**LIST OF TASKS:**
1) In the thread on UTF-8 encoding, why does one reply say that bad results from a UTF-8 file under a gb2312 locale would not be a bug? Answer in one to three sentences.
2) From the thread on UTF-8 encoding, write out word for word the passage from "In fact, on" to "typst requires UTF-8?".

**SUPPLIED PASSAGE:**
+---+

Use utf-8 encoding indenpendent of the system locale
Closed this issue · 5 comments
By the documentation of Data.Text.IO.readFile
, unexpected system locale will cause invalid argument (invalid byte sequence)
error.
In fact, on my computer whose locale is gb2312, and typst-hs
will throw that error if input file is in gb2312, or give wrong character if input file is utf-8.
(I can change my locale, but this is...not robust.)
Maybe one need System.IO.hSetEncoding
or something similar.
Is it documented that typst requires UTF-8?
I don't know, sorry. But Data.Text.readFile
can't handle non utf-8 files correctly either, so it must be a bug.
Here's the documentation for Data.Text.readFile
:
Beware that this function (similarly to readFile) is locale-dependent. Unexpected system locale may cause your application to read corrupted data or throw runtime exceptions about "invalid argument (invalid byte sequence)" or "invalid argument (invalid character)". This is also slow, because GHC first converts an entire input to UTF-32, which is afterwards converted to UTF-8.
It's locale-dependent, so I would have thought its expected behavior would be to use your locale's encoding. I would expect that it would produce bad results with your locale and a UTF-8 encoded text (that is not a bug). What is unexpected (and maybe a bug in readFile
?) is if it cannot properly handle files encoded in your system locale's encoding.
Looking at the code, the typst command line tool seems to presuppose that its input is UTF-8 encoded, so it might? make sense for us to do the same rather than using Data.Text.readFile
.
From what the docs say, it would be more efficient to read input as a bytestring and then decode UTF-8 than to use readFile
+ hSetEncoding
.

+---+

**INFORMATION SHOWN:**
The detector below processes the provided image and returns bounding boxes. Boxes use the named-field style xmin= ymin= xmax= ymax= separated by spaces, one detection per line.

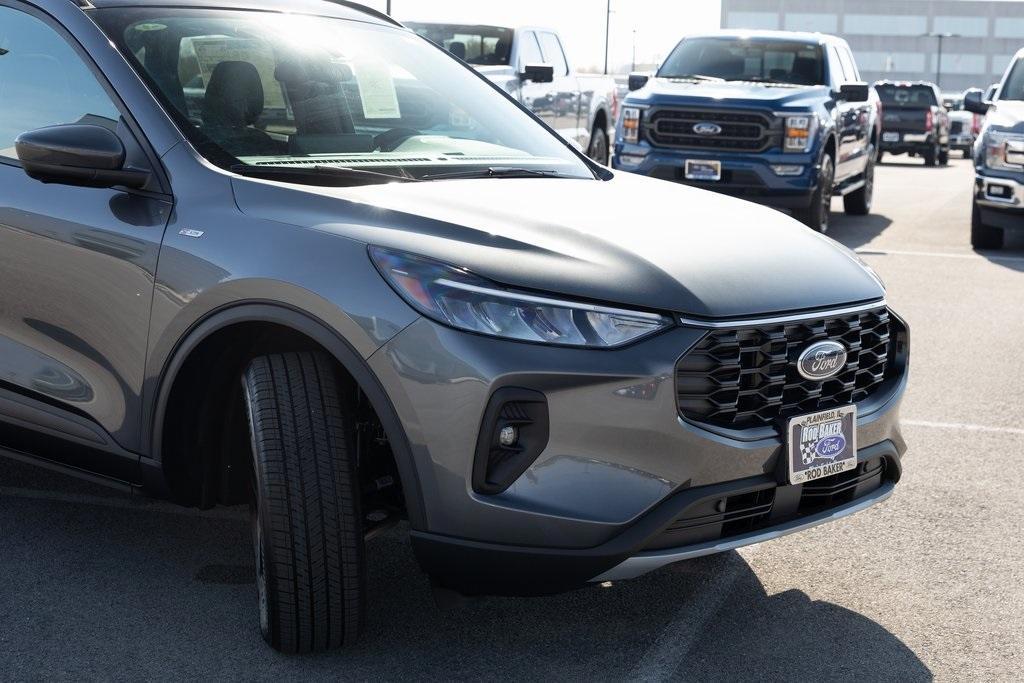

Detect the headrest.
xmin=203 ymin=61 xmax=263 ymax=128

+---+

**TASK ANSWERS:**
1) Data.Text.readFile is locale-dependent, so it is expected to use the system locale's encoding. Reading a UTF-8 file under a gb2312 locale would therefore be expected to give bad results. The reply treats it as unexpected, and possibly a bug, only if readFile cannot properly handle files encoded in the locale's own encoding.

2)
In fact, on my computer whose locale is gb2312, and typst-hs
will throw that error if input file is in gb2312, or give wrong character if input file is utf-8.
(I can change my locale, but this is...not robust.)
Maybe one need System.IO.hSetEncoding
or something similar.
Is it documented that typst requires UTF-8?